===== Supplied records

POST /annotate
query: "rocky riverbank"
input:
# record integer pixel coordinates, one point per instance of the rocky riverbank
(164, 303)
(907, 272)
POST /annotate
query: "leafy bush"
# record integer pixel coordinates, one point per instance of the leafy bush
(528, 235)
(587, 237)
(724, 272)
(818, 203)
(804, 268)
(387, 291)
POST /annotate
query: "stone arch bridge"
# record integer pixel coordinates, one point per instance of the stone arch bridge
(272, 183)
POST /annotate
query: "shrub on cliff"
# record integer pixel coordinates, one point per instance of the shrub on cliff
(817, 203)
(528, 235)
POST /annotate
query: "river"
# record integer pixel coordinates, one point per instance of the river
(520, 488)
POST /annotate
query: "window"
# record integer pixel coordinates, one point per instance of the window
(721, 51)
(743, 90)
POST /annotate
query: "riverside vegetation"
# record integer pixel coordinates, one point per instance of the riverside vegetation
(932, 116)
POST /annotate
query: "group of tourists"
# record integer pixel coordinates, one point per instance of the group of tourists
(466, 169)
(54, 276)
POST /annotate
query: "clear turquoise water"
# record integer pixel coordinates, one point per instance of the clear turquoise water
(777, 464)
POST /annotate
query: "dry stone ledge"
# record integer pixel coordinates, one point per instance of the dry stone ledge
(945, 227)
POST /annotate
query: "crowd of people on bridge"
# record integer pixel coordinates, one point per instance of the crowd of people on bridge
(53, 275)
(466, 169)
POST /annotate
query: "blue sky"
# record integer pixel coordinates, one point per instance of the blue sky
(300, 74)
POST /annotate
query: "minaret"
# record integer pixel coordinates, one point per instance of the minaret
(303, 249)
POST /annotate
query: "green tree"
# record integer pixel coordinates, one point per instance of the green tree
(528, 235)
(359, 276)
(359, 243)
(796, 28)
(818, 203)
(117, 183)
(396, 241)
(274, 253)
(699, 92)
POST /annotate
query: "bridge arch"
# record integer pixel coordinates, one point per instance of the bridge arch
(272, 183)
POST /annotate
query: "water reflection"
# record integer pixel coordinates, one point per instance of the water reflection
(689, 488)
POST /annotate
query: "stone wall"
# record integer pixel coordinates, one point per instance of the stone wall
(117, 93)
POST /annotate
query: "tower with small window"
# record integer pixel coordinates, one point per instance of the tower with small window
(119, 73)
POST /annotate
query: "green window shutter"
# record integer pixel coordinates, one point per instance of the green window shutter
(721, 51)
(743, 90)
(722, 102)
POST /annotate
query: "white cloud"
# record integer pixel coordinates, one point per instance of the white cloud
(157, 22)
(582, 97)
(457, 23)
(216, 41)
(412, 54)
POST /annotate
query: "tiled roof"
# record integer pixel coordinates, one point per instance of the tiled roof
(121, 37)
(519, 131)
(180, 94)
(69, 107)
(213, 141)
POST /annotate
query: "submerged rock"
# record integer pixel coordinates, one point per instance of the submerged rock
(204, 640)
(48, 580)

==========

# Directions for this task
Send back every record, precisely as written.

# Complete output
POST /annotate
query: "rocky riverbank"
input:
# record integer pixel coordinates, one point per instance of the rocky riverbank
(164, 303)
(907, 272)
POST /annotate
query: "leafy bush"
# record integer pixel coordinates, one point per instance of the leafy bush
(528, 235)
(587, 237)
(724, 272)
(818, 203)
(804, 268)
(387, 291)
POST /annotate
query: "stone arch bridge"
# record integer pixel coordinates, one point per instance of the stone arch bridge
(272, 183)
POST /annotate
query: "shrub on cliff"
# record integer pixel coordinates, one point per instance of the shrub on cliff
(817, 203)
(528, 235)
POST /annotate
query: "river"
# record integer pixel coordinates, one point per instance of the river
(520, 488)
POST /annotate
query: "window"
# record integer pixel coordinates, one point per instance of the window
(721, 51)
(743, 90)
POST /annotate
query: "riverside vegetation"
# record integer pixel coordinates, one point per instance of the riverside vegetation
(932, 116)
POST /annotate
query: "group of tourists"
# record integer pixel coordinates, one point per instance of the group of tourists
(466, 169)
(54, 276)
POST /annotate
query: "clear turquoise water"
# record integer pixel coordinates, one point per instance of the clear turquoise water
(777, 464)
POST /annotate
query: "dry stone ledge"
# record integer pixel coordinates, one point per instance of the dry stone ledge
(945, 227)
POST /annotate
query: "crowd of people on bridge"
# record integer pixel coordinates, one point per instance of the crowd of people on bridge
(53, 275)
(466, 169)
POST /annotate
query: "blue sky"
# record integer pixel coordinates, one point per instance of the blue sky
(300, 74)
POST /annotate
query: "minaret"
# record integer pixel coordinates, one point per instance of the minaret
(303, 249)
POST /annotate
query: "green tree"
# record integer pixel coordinates, one point per instance of the green tree
(528, 235)
(359, 276)
(359, 243)
(796, 28)
(818, 203)
(117, 183)
(396, 241)
(274, 253)
(699, 92)
POST /annotate
query: "bridge arch"
# record integer pixel coordinates, one point per instance of the bridge arch
(272, 183)
POST /annotate
query: "water reflection"
# record integer pixel coordinates, one point per instance of the water reflection
(689, 488)
POST /annotate
query: "stone wall"
# record integer pixel coordinates, one point per instance of the stone wall
(117, 93)
POST /annotate
query: "tower with small window"
# record integer pixel coordinates, one point per instance of the tower with small window
(119, 73)
POST /annotate
query: "green window shutter"
# record integer pixel coordinates, one point per instance of the green window shutter
(721, 51)
(743, 90)
(722, 102)
POST /annotate
query: "white cloud"
# record integer pixel coordinates, one point per instance of the white cloud
(157, 22)
(582, 97)
(457, 23)
(216, 41)
(412, 54)
POST /annotate
query: "tiled roof"
# record integer pixel coordinates, one point per instance of the tiled roof
(121, 37)
(519, 131)
(180, 94)
(69, 107)
(213, 141)
POST /annotate
query: "submerged rock"
# record integer pixel coordinates, one point per instance of the submerged rock
(204, 640)
(48, 580)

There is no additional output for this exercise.